Mr Malezer, a Gubbi Gubbi/Butchulla (Qld) man and Chair of the Foundation for Aboriginal and Islander Research Action (FAIRA), was in Perth as keynote speaker at a well-attended public forum on institutionalised racism.
The forum was held at the same time as the handing over of the petition to the WA Parliament to mark John Pat Day, the anniversary of the death of the young man in police custody at Roebourne, WA, in 1983. John Pat’s death led to the Royal Commission into Aboriginal Deaths in Custody.
Mr Malezer said that although some states had introduced race-hate laws, there were no laws in Australia that supported people who faced racism every day.
He said the recent inquest into Mr Ward’s death was an example of how embedded institutionalised racism is in Australian society.
“Even the Coroner’s report didn’t talk about training for people in racism,” he said. “It talked about other forms of procedural training, about how to handle prisoners, but didn’t talk about what is there.
“I mean people recruited in Kalgoorlie are going to have possibly prejudicial issues against the Aboriginal people and treat the Aboriginal people as being less than human, and the Coroner hasn’t even picked up on that sort of thing.
“And, unfortunately, the issue about Aboriginal rights in Australia has become a political football once again and it means that Aboriginal people are not getting a fair hearing.”

- _EXCERPTED DATA_

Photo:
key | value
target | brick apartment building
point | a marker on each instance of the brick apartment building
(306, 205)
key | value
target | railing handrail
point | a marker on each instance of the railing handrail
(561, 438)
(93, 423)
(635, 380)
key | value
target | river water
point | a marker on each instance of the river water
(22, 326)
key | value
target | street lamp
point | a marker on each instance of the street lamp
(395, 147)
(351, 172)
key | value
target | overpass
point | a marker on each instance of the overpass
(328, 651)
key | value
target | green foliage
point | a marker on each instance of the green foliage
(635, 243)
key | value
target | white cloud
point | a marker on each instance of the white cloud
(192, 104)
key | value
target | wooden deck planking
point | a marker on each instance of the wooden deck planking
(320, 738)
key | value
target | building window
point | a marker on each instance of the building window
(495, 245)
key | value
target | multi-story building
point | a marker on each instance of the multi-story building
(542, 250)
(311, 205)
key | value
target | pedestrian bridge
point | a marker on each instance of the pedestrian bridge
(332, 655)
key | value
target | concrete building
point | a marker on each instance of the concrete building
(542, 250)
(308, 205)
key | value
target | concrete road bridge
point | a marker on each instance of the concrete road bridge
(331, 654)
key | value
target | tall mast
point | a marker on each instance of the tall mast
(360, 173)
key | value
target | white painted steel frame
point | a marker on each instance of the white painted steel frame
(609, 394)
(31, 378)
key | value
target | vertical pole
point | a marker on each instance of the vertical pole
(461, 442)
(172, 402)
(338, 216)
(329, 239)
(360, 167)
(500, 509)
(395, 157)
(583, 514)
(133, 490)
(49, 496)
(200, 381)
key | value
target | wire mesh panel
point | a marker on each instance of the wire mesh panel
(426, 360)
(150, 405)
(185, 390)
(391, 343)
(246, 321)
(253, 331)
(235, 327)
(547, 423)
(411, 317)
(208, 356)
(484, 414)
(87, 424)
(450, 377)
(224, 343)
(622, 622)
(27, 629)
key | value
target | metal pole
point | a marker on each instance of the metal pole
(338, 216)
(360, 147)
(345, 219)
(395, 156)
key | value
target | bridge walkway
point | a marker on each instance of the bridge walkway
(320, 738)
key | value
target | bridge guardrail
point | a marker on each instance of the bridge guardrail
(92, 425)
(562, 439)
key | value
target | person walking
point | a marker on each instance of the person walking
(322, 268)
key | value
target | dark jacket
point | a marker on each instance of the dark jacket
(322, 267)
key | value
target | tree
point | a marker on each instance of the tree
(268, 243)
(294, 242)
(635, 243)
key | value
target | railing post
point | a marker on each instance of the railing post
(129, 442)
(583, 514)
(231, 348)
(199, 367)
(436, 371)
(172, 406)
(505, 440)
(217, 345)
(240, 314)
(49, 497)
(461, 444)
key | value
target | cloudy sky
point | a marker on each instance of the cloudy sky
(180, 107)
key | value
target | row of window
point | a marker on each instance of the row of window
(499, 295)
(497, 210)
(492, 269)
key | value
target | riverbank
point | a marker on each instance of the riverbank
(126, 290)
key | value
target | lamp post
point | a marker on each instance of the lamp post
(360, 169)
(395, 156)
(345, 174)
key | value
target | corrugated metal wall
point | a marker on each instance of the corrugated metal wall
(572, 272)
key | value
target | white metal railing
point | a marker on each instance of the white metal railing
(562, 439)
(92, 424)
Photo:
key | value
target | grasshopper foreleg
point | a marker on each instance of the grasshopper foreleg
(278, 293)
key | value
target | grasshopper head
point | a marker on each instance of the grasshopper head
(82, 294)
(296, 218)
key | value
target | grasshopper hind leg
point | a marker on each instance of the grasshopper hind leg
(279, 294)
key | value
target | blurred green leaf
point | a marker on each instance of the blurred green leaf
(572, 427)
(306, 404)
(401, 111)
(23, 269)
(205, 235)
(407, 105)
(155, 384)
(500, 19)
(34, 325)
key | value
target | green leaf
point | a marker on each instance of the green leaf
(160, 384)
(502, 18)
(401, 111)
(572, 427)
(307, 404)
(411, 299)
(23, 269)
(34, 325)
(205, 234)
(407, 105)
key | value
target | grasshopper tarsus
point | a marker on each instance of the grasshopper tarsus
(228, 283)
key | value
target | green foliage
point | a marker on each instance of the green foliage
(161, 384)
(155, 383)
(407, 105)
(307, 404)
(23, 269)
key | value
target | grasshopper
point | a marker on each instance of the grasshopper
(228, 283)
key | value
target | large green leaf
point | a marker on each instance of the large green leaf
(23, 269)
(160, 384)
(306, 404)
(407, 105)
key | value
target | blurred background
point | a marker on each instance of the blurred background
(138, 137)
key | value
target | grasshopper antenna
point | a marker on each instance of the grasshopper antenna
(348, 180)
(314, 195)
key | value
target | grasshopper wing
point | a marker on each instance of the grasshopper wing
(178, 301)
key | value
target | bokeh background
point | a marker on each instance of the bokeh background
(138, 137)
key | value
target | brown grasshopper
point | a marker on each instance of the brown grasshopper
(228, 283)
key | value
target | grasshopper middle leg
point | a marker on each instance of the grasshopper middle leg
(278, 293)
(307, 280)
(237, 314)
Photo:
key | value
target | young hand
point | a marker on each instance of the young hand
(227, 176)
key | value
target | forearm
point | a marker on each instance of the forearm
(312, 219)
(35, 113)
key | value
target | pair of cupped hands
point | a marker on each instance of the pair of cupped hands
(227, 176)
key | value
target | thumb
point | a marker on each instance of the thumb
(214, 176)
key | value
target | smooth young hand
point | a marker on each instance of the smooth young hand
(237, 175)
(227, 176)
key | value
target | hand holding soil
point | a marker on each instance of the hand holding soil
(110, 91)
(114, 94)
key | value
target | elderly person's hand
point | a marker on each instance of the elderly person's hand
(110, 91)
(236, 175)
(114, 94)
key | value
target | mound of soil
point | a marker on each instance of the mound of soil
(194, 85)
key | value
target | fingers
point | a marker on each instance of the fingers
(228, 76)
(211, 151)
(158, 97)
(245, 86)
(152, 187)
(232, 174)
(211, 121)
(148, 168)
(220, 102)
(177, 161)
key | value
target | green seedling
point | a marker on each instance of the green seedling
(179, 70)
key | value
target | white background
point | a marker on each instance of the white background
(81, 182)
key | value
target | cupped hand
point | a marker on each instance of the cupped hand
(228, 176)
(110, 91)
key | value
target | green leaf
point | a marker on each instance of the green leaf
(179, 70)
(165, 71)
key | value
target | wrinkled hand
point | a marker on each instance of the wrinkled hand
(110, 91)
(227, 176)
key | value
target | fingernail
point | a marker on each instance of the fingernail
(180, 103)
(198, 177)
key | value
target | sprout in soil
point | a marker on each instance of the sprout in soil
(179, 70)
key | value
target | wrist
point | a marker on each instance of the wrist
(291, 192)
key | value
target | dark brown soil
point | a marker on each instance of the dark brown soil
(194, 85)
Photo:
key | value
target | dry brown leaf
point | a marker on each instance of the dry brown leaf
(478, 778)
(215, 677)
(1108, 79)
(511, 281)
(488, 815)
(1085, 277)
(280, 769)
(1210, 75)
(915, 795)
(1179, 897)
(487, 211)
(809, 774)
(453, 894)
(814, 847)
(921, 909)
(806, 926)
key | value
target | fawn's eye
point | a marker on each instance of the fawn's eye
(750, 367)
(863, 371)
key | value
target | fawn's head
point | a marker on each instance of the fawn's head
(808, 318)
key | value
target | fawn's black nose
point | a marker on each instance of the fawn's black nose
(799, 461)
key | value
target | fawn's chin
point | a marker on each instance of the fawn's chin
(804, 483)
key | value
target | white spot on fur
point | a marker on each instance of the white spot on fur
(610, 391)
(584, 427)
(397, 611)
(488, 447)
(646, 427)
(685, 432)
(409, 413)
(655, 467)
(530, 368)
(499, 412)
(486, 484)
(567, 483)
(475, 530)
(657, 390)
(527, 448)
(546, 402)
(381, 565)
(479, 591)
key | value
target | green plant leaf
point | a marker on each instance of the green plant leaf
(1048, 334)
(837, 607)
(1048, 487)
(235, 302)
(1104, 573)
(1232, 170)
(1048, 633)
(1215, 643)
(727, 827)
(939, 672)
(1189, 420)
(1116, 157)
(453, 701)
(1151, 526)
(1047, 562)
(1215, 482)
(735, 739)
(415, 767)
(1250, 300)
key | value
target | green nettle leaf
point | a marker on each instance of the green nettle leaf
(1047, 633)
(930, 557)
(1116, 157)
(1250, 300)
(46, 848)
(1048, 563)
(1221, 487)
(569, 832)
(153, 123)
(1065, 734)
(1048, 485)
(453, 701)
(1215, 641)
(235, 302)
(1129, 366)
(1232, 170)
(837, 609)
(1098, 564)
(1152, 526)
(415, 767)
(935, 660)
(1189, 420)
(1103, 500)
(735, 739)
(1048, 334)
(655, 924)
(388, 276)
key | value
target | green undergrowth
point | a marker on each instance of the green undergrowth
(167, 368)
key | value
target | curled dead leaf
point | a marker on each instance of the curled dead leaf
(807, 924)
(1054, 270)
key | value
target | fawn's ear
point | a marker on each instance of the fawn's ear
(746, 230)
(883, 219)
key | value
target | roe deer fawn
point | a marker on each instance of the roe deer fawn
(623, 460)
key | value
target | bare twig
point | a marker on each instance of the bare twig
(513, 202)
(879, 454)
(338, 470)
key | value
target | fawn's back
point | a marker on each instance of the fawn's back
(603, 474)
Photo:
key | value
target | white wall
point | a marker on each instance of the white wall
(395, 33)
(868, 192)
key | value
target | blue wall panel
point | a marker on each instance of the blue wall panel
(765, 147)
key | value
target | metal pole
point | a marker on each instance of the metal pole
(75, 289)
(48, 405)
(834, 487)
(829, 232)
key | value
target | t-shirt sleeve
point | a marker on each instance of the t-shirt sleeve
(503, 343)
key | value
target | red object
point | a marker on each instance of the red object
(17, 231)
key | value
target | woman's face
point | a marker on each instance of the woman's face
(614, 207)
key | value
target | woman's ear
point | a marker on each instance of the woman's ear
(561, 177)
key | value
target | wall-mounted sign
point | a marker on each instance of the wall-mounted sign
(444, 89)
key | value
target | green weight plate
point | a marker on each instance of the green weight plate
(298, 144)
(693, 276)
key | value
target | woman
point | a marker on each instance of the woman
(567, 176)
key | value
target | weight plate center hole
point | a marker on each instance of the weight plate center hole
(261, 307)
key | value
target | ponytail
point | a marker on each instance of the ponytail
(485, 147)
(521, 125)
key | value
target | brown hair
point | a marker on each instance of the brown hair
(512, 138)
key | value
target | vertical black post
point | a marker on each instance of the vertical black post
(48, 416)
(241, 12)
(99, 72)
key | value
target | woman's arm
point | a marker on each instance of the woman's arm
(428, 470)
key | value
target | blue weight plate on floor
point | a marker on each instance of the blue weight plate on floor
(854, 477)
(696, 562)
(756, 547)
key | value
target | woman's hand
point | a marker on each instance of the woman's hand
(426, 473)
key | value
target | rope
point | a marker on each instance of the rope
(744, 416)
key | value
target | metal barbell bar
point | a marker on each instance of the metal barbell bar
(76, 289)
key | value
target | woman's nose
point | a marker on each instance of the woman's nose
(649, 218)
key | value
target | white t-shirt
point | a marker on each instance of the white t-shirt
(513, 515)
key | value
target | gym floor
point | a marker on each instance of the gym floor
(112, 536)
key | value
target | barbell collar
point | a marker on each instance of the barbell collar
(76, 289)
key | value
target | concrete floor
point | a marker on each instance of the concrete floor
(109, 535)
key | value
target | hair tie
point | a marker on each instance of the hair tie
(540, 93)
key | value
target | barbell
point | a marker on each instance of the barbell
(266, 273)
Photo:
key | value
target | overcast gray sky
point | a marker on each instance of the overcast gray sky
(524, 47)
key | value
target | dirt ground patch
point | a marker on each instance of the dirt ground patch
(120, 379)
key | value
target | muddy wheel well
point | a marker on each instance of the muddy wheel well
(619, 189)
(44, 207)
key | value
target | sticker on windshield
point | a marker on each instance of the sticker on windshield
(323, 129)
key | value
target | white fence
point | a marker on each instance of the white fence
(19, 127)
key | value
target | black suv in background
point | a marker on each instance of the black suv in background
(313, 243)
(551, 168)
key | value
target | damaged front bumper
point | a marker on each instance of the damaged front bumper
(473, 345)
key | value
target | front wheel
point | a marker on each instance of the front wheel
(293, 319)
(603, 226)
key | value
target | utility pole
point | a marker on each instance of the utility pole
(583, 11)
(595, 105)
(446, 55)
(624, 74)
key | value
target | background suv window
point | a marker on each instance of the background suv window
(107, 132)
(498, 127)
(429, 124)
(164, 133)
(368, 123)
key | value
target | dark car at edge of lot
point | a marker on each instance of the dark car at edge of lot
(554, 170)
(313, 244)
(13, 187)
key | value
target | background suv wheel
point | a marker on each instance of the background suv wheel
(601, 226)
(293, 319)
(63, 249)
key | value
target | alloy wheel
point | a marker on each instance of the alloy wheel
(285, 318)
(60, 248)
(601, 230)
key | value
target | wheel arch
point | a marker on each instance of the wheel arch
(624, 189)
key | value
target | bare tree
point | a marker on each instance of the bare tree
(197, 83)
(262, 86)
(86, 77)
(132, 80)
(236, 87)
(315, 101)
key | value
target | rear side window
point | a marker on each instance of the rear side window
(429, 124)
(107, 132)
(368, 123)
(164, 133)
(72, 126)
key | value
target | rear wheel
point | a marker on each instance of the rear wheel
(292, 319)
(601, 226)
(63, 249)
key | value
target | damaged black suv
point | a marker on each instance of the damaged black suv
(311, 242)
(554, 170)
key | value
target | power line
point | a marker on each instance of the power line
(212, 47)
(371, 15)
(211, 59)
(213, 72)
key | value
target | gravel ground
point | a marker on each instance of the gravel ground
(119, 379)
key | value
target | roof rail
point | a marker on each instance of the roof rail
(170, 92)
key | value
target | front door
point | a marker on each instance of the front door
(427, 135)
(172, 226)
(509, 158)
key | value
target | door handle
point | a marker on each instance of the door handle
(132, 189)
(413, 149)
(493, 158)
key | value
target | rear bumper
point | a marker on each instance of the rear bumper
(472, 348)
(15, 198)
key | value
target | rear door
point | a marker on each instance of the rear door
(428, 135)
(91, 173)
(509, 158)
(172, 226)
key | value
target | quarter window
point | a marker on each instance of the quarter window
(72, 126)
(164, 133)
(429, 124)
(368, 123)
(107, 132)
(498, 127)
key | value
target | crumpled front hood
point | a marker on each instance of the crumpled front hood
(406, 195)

- _EXERCISE REQUIREMENTS_
Quote the report on the racism forum from "Mr Malezer said" up to and including "what is there.". The material after the text is separate and has no connection to it.

- _FULL OUTPUT_
Mr Malezer said that although some states had introduced race-hate laws, there were no laws in Australia that supported people who faced racism every day.
He said the recent inquest into Mr Ward’s death was an example of how embedded institutionalised racism is in Australian society.
“Even the Coroner’s report didn’t talk about training for people in racism,” he said. “It talked about other forms of procedural training, about how to handle prisoners, but didn’t talk about what is there.